ST. GEORGE – It’s that time of year again when fireworks welcome in the New Year and furry friends can easily become frightened by the sights and sounds overhead.
And while this time of year tends to lack the restrictions that come with the summer season, there are nonetheless a few things to still keep in mind while enjoying a pyrotechnic welcome to 2017.
In addition to some general guidelines, some consideration to pets needs to be given as our four-legged companions tend to react to the thunderous boom of fireworks as if it were the start of the apocalypse.
A quick fireworks guide
Under Utah law, fireworks can be shot off from Dec. 29-31. The general time allowed for setting off fireworks is 11 a.m. to 11 p.m. on Dec. 29 and 30, and 11 a.m. on Dec. 31 to 1 a.m. Jan. 1.
Children under 16 are not to handle or light fireworks, and adults mixing fireworks while impaired by alcohol or drugs is not only stupid, it’s illegal.

> [RECORD LIST]:

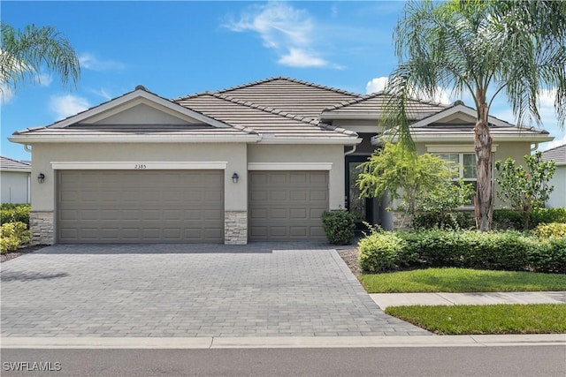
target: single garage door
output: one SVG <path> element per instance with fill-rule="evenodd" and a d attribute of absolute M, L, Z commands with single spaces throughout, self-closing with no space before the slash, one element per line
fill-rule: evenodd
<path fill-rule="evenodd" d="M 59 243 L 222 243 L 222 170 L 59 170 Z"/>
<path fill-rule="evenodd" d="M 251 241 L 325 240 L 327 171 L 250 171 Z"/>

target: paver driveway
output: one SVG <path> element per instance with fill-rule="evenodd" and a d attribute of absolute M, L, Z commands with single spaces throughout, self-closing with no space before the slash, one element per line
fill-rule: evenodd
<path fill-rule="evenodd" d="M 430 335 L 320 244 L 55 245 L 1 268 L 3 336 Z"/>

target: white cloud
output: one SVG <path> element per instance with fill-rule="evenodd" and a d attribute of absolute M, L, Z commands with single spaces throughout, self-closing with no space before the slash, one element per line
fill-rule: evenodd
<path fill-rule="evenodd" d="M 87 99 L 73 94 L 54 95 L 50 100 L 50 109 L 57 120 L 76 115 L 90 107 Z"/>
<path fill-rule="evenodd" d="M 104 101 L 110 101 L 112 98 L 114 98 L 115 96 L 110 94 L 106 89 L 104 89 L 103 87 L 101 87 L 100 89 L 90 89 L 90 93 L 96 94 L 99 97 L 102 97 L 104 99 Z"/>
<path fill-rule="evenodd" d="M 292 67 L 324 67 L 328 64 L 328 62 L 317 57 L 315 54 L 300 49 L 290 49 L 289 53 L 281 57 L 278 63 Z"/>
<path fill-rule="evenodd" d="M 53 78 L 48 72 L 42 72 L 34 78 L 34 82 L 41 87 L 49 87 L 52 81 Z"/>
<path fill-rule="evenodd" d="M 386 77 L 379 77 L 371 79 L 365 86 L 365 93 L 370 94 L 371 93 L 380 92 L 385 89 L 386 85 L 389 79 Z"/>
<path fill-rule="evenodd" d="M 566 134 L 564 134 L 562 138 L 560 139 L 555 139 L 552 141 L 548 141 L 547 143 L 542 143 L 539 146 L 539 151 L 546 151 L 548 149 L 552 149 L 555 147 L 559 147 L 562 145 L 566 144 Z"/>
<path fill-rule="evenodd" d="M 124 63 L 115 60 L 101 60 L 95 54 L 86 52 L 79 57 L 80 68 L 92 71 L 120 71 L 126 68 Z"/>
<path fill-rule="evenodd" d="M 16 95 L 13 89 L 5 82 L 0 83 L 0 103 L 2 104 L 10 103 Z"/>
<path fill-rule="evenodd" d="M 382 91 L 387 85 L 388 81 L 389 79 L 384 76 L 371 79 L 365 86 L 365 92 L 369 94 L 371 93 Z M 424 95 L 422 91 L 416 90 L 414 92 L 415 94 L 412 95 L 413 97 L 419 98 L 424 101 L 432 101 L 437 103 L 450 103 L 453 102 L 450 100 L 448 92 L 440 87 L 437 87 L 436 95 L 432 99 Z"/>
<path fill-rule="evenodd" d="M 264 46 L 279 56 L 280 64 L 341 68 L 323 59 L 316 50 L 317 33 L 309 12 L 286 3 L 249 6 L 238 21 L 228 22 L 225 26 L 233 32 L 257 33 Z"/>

> [WRITTEN TASK A]: In the fireworks article, what age group is barred from handling or lighting fireworks?
> [WRITTEN TASK B]: Write out the section of the fireworks article that begins with the words containing "In addition to" and ends with "of the apocalypse.".
The records have nothing to do with what is asked here.

> [FINAL ANSWER A]: Children under 16.

> [FINAL ANSWER B]:
In addition to some general guidelines, some consideration to pets needs to be given as our four-legged companions tend to react to the thunderous boom of fireworks as if it were the start of the apocalypse.